## [Exercises to complete]
1 - Decide whether each statement below agrees with the Slony thread: (a) the reply suggests a -g setting close to 100 as about the most useful; (b) the reply says a higher -s option will greatly shorten the catchup; (c) the log lines shown appear with debugging at level 1. Answer yes or no for each and quote the deciding words of the text.
2 - Using the Slony thread, explain in one to three sentences why the reply says the catchup is taking so long.
3 - Rewrite the Slony thread between "[Slony1-general] Slony seemingly" and "uninformed about slony...", inclusive, replacing "sync events" with "sync messages".

## [Given text]
▼
[Slony1-general] Slony seemingly only receiving sync events, not syncing data

Mon Mar 27 11:01:04 PST 2006

Kyle Hanson wrote:

>Hi again,
>
>With the risk of sounding uninformed about slony...
>
>Can I make the 'catchup' process much shorter by configuring slon process:
>   - to have a really high '-s' option so it's not checking/issuing for
>syncs as often giving the slave time to do work,
>  
>
That won't help terribly much at this point, but it won't hurt too
badly, either.  If you bumped it up to indicate 30 seconds, that would
mean you'd not be adding events at a rapid rate.

>   - to set a high -g option, any ideas how high might be good for my
>situation, I have it at 24 right now
>  
>
I'd guess that setting it to close to 100 (default max for 1.1) would be
as high as would be terribly useful.

The trouble, at this point, looks to be that you had replication down
for so long that it's taking a long, long time for the slon to run
through the events to figure out what work might need to be done.

>Like I say, I'm very new to slony, but these options kinda stuck out as
>potential helpers, please correct me so I can understand.
>
>Much appreciated,
>Kyle
>  
>

What you need to look for in the logs on the subscriber is for lines
like the following:

2006-03-27 18:55:01 GMT DEBUG2 remoteWorkerThread_36: SYNC 9914013
processing
2006-03-27 18:55:01 GMT DEBUG2 remoteWorkerThread_36: syncing set 1 with
61 table(s) from provider 36
2006-03-27 18:55:01 GMT DEBUG2  ssy_action_list value:  length: 0
2006-03-27 18:55:01 GMT DEBUG2 remoteHelperThread_36_36: 0.041 seconds
delay for first row
2006-03-27 18:55:01 GMT DEBUG2 remoteHelperThread_36_36: 0.070 seconds
until close cursor
2006-03-27 18:55:15 GMT DEBUG2 remoteWorkerThread_36: new sl_rowid_seq
value: 36000000000020165
2006-03-27 18:55:15 GMT DEBUG2 remoteWorkerThread_36: SYNC 9914013 done
in 14.695 seconds

That is only output if you have debugging set to level 2 or higher.  For
you, 2's almost certainly enough.
▲
## [Dataset]
▼
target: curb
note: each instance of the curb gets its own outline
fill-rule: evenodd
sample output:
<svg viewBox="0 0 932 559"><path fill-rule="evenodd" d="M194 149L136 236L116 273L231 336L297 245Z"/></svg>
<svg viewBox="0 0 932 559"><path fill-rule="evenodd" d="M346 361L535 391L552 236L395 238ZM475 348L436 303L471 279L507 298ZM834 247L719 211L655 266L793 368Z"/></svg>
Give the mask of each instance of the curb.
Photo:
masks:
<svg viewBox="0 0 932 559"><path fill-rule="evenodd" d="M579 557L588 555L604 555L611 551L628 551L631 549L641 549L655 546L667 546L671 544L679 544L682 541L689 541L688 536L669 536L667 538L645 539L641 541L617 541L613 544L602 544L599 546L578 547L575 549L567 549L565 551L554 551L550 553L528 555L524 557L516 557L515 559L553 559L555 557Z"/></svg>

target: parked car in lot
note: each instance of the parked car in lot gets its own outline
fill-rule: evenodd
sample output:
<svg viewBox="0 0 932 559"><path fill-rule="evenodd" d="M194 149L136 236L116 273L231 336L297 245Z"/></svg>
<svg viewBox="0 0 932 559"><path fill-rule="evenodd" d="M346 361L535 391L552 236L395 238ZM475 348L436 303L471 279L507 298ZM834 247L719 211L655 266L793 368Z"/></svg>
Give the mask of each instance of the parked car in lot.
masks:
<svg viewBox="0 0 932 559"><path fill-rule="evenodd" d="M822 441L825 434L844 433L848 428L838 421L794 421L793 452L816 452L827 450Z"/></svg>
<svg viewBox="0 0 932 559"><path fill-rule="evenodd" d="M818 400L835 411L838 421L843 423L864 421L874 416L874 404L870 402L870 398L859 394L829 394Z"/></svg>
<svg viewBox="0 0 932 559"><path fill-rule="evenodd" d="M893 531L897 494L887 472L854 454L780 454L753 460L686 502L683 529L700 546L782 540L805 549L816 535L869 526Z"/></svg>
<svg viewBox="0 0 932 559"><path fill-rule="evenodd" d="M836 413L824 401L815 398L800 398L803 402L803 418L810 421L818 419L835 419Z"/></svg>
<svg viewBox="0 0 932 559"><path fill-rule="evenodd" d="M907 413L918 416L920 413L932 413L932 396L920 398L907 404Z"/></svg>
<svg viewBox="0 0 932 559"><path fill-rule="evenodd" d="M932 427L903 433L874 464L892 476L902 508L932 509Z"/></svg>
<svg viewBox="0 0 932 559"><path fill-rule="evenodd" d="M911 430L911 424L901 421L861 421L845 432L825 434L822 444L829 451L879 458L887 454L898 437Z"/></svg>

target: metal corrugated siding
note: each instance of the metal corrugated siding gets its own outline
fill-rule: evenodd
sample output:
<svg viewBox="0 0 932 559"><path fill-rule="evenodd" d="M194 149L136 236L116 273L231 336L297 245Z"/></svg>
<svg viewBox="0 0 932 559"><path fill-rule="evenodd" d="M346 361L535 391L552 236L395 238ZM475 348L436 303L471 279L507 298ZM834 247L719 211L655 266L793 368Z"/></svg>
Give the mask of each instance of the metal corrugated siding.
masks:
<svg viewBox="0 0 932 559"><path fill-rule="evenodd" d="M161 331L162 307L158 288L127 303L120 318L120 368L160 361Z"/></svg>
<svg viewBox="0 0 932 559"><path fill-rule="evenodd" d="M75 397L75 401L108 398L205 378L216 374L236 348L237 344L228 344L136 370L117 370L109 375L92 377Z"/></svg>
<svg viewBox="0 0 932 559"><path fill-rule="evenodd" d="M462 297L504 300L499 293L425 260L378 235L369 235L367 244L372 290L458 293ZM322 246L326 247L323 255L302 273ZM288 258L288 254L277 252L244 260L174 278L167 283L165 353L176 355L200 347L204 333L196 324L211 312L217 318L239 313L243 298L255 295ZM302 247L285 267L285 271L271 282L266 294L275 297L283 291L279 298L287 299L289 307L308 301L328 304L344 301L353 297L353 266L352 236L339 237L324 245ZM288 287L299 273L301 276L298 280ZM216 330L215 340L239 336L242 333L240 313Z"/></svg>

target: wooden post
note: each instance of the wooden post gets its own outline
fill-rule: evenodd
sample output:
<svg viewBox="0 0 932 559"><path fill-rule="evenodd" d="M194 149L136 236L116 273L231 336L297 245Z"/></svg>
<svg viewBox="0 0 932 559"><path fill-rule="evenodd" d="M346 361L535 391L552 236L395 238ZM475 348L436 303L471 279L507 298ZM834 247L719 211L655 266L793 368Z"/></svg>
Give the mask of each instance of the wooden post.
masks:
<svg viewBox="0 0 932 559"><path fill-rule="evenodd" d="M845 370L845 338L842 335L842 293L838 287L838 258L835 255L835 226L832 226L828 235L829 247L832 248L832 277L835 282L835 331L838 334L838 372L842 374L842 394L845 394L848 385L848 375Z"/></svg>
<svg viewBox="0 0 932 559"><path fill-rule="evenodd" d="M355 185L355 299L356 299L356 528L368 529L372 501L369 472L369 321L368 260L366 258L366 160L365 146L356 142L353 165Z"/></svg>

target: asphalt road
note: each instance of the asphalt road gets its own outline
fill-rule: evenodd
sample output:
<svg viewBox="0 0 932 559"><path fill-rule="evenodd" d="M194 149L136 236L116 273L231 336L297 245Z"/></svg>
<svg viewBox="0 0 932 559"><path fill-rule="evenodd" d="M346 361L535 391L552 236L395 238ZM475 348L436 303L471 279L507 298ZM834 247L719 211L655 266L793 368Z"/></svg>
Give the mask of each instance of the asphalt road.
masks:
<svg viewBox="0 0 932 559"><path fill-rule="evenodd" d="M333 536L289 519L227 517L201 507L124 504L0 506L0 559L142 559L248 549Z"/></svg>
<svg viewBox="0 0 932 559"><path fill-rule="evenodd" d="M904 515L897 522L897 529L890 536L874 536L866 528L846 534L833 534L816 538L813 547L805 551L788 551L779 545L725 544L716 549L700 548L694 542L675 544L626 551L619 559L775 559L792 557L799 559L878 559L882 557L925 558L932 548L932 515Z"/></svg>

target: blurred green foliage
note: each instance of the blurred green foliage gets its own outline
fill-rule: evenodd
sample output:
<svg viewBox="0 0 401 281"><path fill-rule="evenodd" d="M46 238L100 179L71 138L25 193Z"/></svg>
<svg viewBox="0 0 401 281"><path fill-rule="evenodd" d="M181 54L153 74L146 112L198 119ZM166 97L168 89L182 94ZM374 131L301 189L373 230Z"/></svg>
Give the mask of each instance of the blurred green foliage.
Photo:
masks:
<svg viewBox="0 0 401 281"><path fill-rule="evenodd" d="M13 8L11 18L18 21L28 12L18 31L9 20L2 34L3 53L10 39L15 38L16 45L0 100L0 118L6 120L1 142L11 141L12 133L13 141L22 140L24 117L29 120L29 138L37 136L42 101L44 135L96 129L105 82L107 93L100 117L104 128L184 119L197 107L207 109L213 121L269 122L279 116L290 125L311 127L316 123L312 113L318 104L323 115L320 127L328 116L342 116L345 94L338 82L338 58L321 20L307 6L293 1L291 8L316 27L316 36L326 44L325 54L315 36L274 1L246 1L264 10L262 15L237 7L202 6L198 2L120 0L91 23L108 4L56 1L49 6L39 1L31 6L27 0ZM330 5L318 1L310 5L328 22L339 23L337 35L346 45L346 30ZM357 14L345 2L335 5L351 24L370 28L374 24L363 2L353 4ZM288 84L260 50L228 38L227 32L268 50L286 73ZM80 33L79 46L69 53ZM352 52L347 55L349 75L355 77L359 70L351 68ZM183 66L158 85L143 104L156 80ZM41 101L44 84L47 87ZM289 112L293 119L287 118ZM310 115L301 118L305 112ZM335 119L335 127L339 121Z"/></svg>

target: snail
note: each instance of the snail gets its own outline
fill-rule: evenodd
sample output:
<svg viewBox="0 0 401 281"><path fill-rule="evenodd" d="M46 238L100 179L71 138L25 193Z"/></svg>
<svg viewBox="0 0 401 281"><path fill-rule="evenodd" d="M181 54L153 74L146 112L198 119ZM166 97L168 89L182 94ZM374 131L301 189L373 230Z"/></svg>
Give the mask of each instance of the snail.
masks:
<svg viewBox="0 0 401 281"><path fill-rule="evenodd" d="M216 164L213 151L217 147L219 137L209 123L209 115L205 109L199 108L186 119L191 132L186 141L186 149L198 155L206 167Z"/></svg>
▲
## [Answers below]
1 -
(a) Yes: "I'd guess that setting it to close to 100 (default max for 1.1) would be as high as would be terribly useful."
(b) No: "That won't help terribly much at this point, but it won't hurt too badly, either."
(c) No: "That is only output if you have debugging set to level 2 or higher."

2 - Replication was down for a long time, so the slon now takes a long, long time to run through all the accumulated events. It has to do this to work out what work might need to be done.

3 -
[Slony1-general] Slony seemingly only receiving sync messages, not syncing data

Mon Mar 27 11:01:04 PST 2006

Kyle Hanson wrote:

>Hi again,
>
>With the risk of sounding uninformed about slony...